All of the data must be written out verbatim, with pictures excluded.

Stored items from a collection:
= = = = =

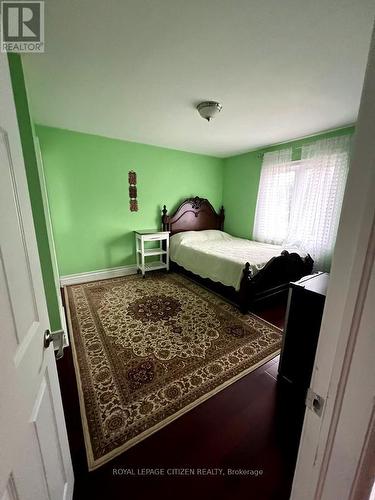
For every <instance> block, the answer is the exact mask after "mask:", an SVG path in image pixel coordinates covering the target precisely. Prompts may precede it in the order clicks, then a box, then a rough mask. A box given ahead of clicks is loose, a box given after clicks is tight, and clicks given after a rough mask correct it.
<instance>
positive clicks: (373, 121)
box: [291, 33, 375, 500]
mask: <svg viewBox="0 0 375 500" xmlns="http://www.w3.org/2000/svg"><path fill="white" fill-rule="evenodd" d="M374 88H375V35H374V33H373V38H372V42H371V45H370V52H369V59H368V65H367V70H366V77H365V81H364V87H363V92H362V98H361V105H360V111H359V117H358V122H357V126H356V132H355V141H354V149H353V155H352V159H351V163H350V170H349V175H348V181H347V186H346V190H345V196H344V201H343V207H342V212H341V217H340V225H339V229H338V235H337V240H336V247H335V251H334V255H333V260H332V268H331V275H330V284H329V288H328V294H327V299H326V306H325V309H324V314H323V320H322V326H321V330H320V337H319V342H318V348H317V354H316V358H315V363H314V369H313V375H312V379H311V388H312V390H313V391H314V392H315V393H317V394H318V395H320V396H322V397H323V398H324V400H325V404H324V409H323V414H322V416H321V418H320V417H318V416H317V415H316V414H315V413H314V411H312V410H310V409H307V411H306V414H305V420H304V426H303V429H302V435H301V442H300V447H299V453H298V458H297V464H296V470H295V476H294V481H293V486H292V494H291V498H292V499H294V500H305V499H306V500H310V499H327V500H328V499H329V498H333V497H332V496H330V495H332V492H335V493H337V492H339V491H340V495H339V496H337V498H342V499H343V500H344V499H345V498H347V499H349V498H350V499H354V498H357V494H358V491H359V490H358V488H359V487H360V486H361V487H363V481H362V483H361V481H360V478H361V477H362V478H363V477H364V476H363V464H364V462H363V460H364V457H368V454H367V451H368V446H369V443H370V441H371V439H369V436H371V435H372V433H373V425H374V417H373V412H374V376H373V362H371V361H368V356H366V350H365V348H364V346H366V347H367V349H369V348H372V347H373V340H372V339H371V336H370V334H371V333H372V337H373V336H374V331H373V330H374V325H375V317H374V312H373V310H374V307H372V310H371V307H370V305H369V297H372V294H373V291H374V290H373V287H374V279H373V278H374V254H375V226H374V225H375V142H374V129H375V95H374V92H373V89H374ZM370 320H371V322H370ZM359 373H360V374H361V377H359V376H358V374H359ZM365 377H367V379H366V378H365ZM360 378H362V379H364V380H366V381H368V383H367V382H366V383H365V384H363V385H361V386H359V380H360ZM353 387H356V388H357V391H356V392H350V391H351V389H352V388H353ZM359 408H360V417H359V412H357V417H356V416H355V410H358V409H359ZM353 410H354V412H353ZM350 413H354V418H352V419H350V420H348V417H349V415H350ZM351 416H352V417H353V415H351ZM343 430H345V432H346V435H347V436H353V437H354V438H353V439H351V442H350V451H349V450H348V449H347V445H348V443H346V442H345V441H347V440H346V438H345V434H343V432H342V431H343ZM338 451H340V453H338ZM368 465H369V463H367V465H365V467H366V466H368ZM360 483H361V485H360ZM369 487H370V485H367V491H368V488H369Z"/></svg>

= = = = =

Answer section>
For every <instance> block, the answer is the exact mask after "mask:", an SVG path in image pixel coordinates covering the target precisely. Prompts may precede it in the order clicks, then a box, then a rough mask. A box given ahead of clicks is loose, a box given after clicks is tight, and clicks given after a rough mask correct it.
<instance>
positive clicks: (373, 121)
box: [291, 33, 375, 500]
mask: <svg viewBox="0 0 375 500" xmlns="http://www.w3.org/2000/svg"><path fill="white" fill-rule="evenodd" d="M374 88H375V35H374V33H373V38H372V42H371V45H370V52H369V59H368V65H367V70H366V77H365V81H364V87H363V92H362V98H361V105H360V111H359V117H358V122H357V126H356V132H355V141H354V149H353V155H352V159H351V163H350V170H349V175H348V181H347V186H346V190H345V196H344V201H343V207H342V212H341V217H340V225H339V229H338V235H337V240H336V247H335V251H334V255H333V260H332V268H331V275H330V284H329V288H328V294H327V299H326V306H325V309H324V314H323V320H322V326H321V330H320V337H319V342H318V348H317V354H316V358H315V363H314V369H313V375H312V379H311V388H312V390H313V391H314V392H315V393H317V394H318V395H320V396H322V397H323V398H324V400H325V404H324V409H323V414H322V416H321V418H320V417H318V416H317V415H316V414H315V413H314V411H312V410H310V409H307V411H306V414H305V420H304V426H303V429H302V435H301V442H300V447H299V453H298V458H297V464H296V470H295V476H294V481H293V486H292V494H291V498H292V499H294V500H305V499H306V500H310V499H327V500H328V499H329V498H333V497H332V496H330V495H332V492H335V493H337V492H339V491H340V495H339V496H337V498H342V499H343V500H344V499H345V498H347V499H349V498H350V499H354V498H357V494H358V491H359V490H358V488H359V487H360V486H361V487H363V481H362V483H361V481H360V478H361V477H362V478H363V477H364V476H363V464H364V462H363V460H364V457H368V454H367V451H368V446H369V443H370V441H371V439H369V436H371V435H372V433H373V425H374V417H373V412H374V376H373V362H371V361H368V356H366V350H365V348H364V346H366V347H367V349H369V348H372V347H373V340H372V339H371V336H370V334H371V333H372V337H373V336H374V331H373V330H374V325H375V317H374V312H373V310H374V307H372V310H371V307H370V305H369V297H372V294H373V291H374V290H373V287H374V279H373V278H374V254H375V226H374V225H375V142H374V129H375V95H374V92H373V89H374ZM370 320H371V322H370ZM359 373H360V374H361V377H359V376H358V374H359ZM365 377H367V379H366V378H365ZM360 378H362V379H364V380H366V381H368V383H367V382H366V383H365V384H363V385H361V386H359V380H360ZM353 387H356V388H357V391H356V392H350V391H351V389H352V388H353ZM359 408H360V417H359V412H357V417H356V416H355V410H358V409H359ZM353 410H354V412H353ZM350 413H354V418H352V419H350V420H348V417H349V415H350ZM351 416H352V417H353V415H351ZM343 430H345V432H346V435H347V436H353V437H354V438H353V439H351V442H350V451H349V450H348V449H347V445H348V443H346V442H345V441H347V440H346V438H345V434H343V432H342V431H343ZM338 451H340V453H338ZM368 465H369V463H367V465H365V467H366V466H368ZM360 483H361V485H360ZM369 487H370V485H367V491H368V488H369Z"/></svg>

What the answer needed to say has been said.